**PROMPT**. Carry the Tropical Zest Mocktail post below further, picking up right after its final sentence.

>> start SOURCE TEXT

Tropical Zest Mocktail

It’s funny how a hot day out to the market became my inspiration for this drink! What better thirst quencher than coconut water, and what better way to flavour it than with some of our best local herbs. I paired it with Pukka’s Mint Matcha Green for the cooling effect from the spearmint, which I find is also a great decongestant.⁣

⁣I got to know of Pukka when I was working in the UK because a colleague of mine kept a stash of it in her office drawer and I was so drawn to how pretty the boxes were; and back then, I considered these teas a treat compared to the usual black tea I was drinking (and still love till today!!)⁣

If you’re a tea drinker, you’d definitely want to check out Pukka’s new green tea range that uses matcha grown in #JejuDo, a World Heritage Site in South Korea. They’ve got really nice non-caffeinated options too (my favourite is anything that contains fennel!) and the combinations are really nice – they’ve got an in-house herbalist after all!

>> end SOURCE TEXT
>> start SUPPLIED INFORMATION

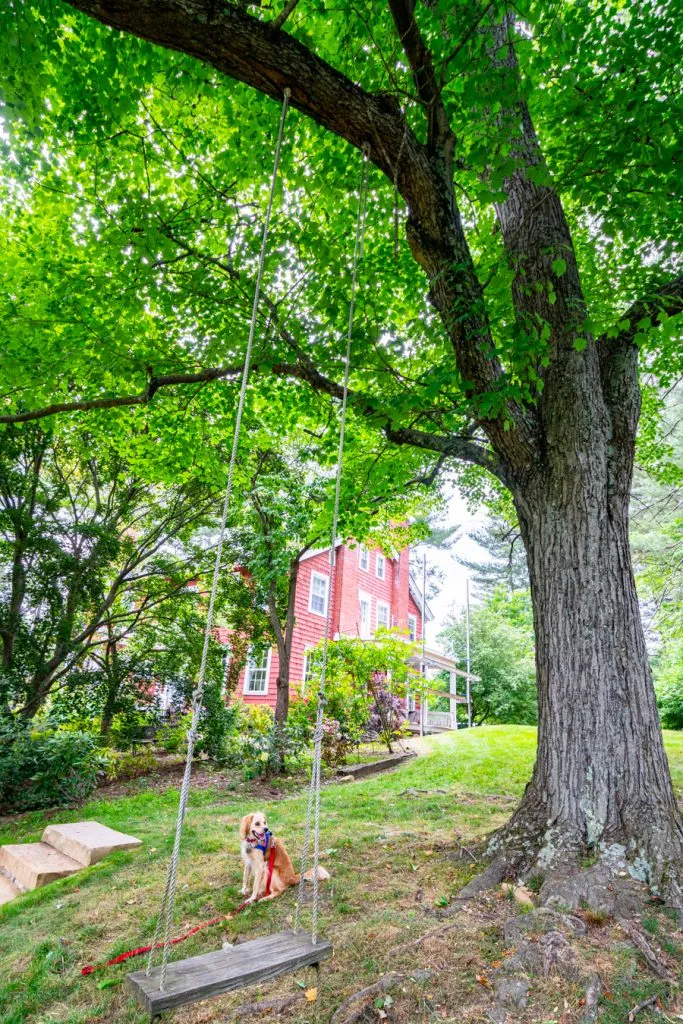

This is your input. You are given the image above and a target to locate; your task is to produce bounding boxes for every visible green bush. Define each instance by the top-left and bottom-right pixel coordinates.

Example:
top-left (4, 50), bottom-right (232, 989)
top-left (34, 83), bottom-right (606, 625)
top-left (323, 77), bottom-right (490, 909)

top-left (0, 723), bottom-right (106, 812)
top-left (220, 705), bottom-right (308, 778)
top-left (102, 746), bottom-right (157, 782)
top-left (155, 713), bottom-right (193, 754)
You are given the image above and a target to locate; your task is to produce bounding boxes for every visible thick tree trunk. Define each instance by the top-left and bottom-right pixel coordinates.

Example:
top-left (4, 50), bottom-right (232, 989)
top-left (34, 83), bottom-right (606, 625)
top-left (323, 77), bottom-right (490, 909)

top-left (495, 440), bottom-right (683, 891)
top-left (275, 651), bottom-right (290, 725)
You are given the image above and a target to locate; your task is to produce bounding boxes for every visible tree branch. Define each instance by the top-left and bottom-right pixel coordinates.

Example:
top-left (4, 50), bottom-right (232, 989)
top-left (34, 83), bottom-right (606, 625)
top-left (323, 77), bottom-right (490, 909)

>> end SUPPLIED INFORMATION

**RESULT**.
It’s important to me how a company functions, and I love that the brand uses their business as a force for good. They invest in environmental and social causes, and they are very careful of their farming practices. Their teabags don’t contain any kind of plastic, and everything is stitched together using organic cotton. Y’all know what this means!! THE ENTIRE BAG GOES INTO MY COMPOST BIN!!

In partnership with Pukka Herbs

THE RECIPE

SERVES 2

Ingredients

  • 2 cups coconut water

  • 3 Pukka Mint Matcha Green tea bags

  • Handful of mint leaves

  • 1 kaffir lime leaf

  • 1 slice ginger

  • 1 lemongrass, bruised

  • 1 lime wedge

  • Honey (optional)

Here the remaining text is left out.